## [TASK DESCRIPTION]
Return every entry exactly.

## [Stored data entries]
((
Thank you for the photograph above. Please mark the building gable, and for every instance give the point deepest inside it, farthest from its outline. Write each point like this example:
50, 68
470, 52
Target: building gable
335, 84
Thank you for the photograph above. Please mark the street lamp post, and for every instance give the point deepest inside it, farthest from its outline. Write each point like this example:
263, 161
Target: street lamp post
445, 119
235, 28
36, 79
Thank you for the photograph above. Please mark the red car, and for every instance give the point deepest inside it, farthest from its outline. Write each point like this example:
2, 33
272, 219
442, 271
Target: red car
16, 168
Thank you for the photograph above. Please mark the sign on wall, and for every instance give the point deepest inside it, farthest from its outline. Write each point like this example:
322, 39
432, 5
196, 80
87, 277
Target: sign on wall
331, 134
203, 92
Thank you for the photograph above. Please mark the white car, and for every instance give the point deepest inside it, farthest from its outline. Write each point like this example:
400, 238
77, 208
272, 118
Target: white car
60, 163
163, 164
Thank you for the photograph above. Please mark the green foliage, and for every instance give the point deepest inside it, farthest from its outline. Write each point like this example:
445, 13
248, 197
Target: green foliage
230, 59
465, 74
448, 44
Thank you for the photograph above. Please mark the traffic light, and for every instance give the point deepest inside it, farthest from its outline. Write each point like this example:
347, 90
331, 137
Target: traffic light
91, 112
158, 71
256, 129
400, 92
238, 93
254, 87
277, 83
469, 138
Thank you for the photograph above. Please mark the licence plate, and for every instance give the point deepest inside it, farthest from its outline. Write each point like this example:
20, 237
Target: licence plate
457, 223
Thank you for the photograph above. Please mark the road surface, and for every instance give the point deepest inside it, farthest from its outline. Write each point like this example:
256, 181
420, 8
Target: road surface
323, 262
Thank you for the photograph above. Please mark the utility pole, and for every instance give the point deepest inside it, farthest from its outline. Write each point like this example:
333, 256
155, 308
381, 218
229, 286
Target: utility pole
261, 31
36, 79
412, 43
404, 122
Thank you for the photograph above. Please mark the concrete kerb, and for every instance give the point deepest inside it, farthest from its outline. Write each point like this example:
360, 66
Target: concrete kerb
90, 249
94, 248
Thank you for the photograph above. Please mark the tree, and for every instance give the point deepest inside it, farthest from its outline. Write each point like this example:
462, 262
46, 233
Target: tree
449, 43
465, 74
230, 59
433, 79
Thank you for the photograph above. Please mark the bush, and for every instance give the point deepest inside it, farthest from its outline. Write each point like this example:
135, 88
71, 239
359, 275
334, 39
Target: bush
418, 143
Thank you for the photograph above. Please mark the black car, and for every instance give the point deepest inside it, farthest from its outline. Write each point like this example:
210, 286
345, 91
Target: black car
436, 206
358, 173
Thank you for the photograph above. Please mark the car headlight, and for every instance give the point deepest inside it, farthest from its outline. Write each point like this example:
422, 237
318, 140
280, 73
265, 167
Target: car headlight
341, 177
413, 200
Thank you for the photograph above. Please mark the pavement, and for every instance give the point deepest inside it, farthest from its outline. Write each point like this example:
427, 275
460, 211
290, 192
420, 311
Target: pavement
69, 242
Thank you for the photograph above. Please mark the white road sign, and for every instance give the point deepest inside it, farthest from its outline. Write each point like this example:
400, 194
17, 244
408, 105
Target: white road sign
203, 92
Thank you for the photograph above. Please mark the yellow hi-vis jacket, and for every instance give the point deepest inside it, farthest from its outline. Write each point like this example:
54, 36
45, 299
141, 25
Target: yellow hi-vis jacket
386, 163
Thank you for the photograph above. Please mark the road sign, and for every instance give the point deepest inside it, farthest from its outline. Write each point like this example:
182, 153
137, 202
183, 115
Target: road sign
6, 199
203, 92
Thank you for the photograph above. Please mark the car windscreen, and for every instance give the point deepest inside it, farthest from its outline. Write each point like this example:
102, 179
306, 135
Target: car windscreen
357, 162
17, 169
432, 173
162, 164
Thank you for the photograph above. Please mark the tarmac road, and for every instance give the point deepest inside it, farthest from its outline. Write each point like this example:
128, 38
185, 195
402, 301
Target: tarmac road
))
## [THE SOLUTION]
Thank you for the photograph above. Please mark the building gable, and for every instance give the point deepest inside it, farthest from its outline. Write each point like this example:
50, 68
470, 52
Target: building gable
335, 84
Thank you for the photograph above. Please mark the street lamp post, and for every instance give the point deepest inside it, farthest from its outline. Write each point like this example:
263, 161
Target: street lamp post
445, 119
235, 28
36, 79
Thank you for the photograph above. Please mark the red car, and for every instance give the point deepest inside it, farthest from its outline. Write each point like this example:
2, 33
272, 219
442, 271
Target: red car
16, 168
Thank you for the photograph above. Please mark the sign on wall, and for every instance give the point deepest inside it, farthest from its outline. Write each point like this example:
322, 39
432, 5
196, 80
87, 277
Target: sign on wall
331, 134
203, 92
Thank you for the photograph above. Please mark the white car, and for every instance give the point deepest inside it, farthest from its outline. Write each point like this example:
400, 238
77, 208
272, 118
Target: white car
60, 163
163, 164
Thank you for the photograph above. Please mark the green foliage, and for every instance give the point deepest inside it, farthest from its outline. Write each point like this example:
445, 13
248, 197
Target: green foliage
230, 59
465, 74
448, 44
Thank you for the photograph above. Please mark the traffic light, and for every instance give the point deepest inside it, farthest from its outline. Write each point like this example:
347, 90
331, 137
Target: traffic light
91, 112
158, 71
256, 129
400, 92
238, 93
254, 87
277, 83
469, 138
Thank you for the photograph above. Please mark the licence plate, and for every instance give the point deepest inside it, farthest from its outline. Write each point like this example:
20, 237
Target: licence plate
457, 223
Thank you for the photograph above. Please mark the road surface, and for every instance give the point deepest inside it, farthest from its outline. Write each point like this example:
256, 181
420, 8
Target: road surface
323, 262
Thank you for the photograph above. Please mark the utility pole, and for every instance give the point deepest inside it, farthest from its outline. Write each point like this example:
333, 256
155, 308
381, 218
229, 286
Target: utility pole
261, 31
36, 79
412, 43
404, 122
Thank you for the photograph above. Please mark the concrete kerb, and for every instance give the point deepest inside it, farthest from its outline. Write each point like this example:
360, 66
Target: concrete kerb
90, 249
94, 248
Thank you for the photograph above. Please mark the tree, and for every instance give the point deepest inside it, farthest from its outline. Write each point like this example:
462, 262
46, 233
Target: tree
449, 43
465, 74
230, 59
433, 79
Thank you for the photograph above. Please mark the bush, and for every instance give the point deepest inside it, farthest from its outline. Write each point like this example:
135, 88
71, 239
359, 275
334, 39
Target: bush
418, 143
Thank you for the photograph above. Please mark the black car, and for every instance give the point deepest inside it, farthest from its outline. Write each point like this example:
210, 286
345, 91
Target: black car
436, 206
358, 173
Thank you for the photograph above. Please mark the car headlight, and for every instance give the point deepest inside it, farthest from its outline. Write each point like this example:
422, 237
318, 140
280, 73
265, 167
Target: car headlight
341, 177
413, 200
Thank you for the photograph above. Please mark the pavement, and for every instance give the point deepest inside it, farthest from its outline. Write each point like this example:
427, 275
460, 211
290, 192
420, 311
Target: pavement
69, 242
Thank you for the photograph above. Please mark the white road sign, and for every instance give the point deepest inside it, farthest from its outline. Write each point like this example:
400, 194
17, 244
408, 105
Target: white road sign
203, 92
Thank you for the photograph above. Please mark the yellow hi-vis jacket, and for every instance give the point deepest inside it, farthest from its outline. Write each point like this example:
54, 36
45, 299
141, 25
Target: yellow hi-vis jacket
386, 163
Thank you for the photograph above. Please mark the road sign, and for every instance give the point deepest inside it, farthest from its outline. Write each point like this example:
182, 153
137, 202
183, 115
Target: road sign
6, 199
203, 92
Thank you for the photograph above. Please mark the car windscreen, and for every instance give the point deepest inside it, farthest from its outline. Write each point like this example:
102, 179
306, 135
Target: car windscreen
357, 162
17, 169
432, 173
162, 164
Thank you for the photograph above. Please mark the tarmac road, and for every instance give the point deepest inside it, farthest from its outline. Write each point like this example:
128, 38
185, 195
402, 301
Target: tarmac road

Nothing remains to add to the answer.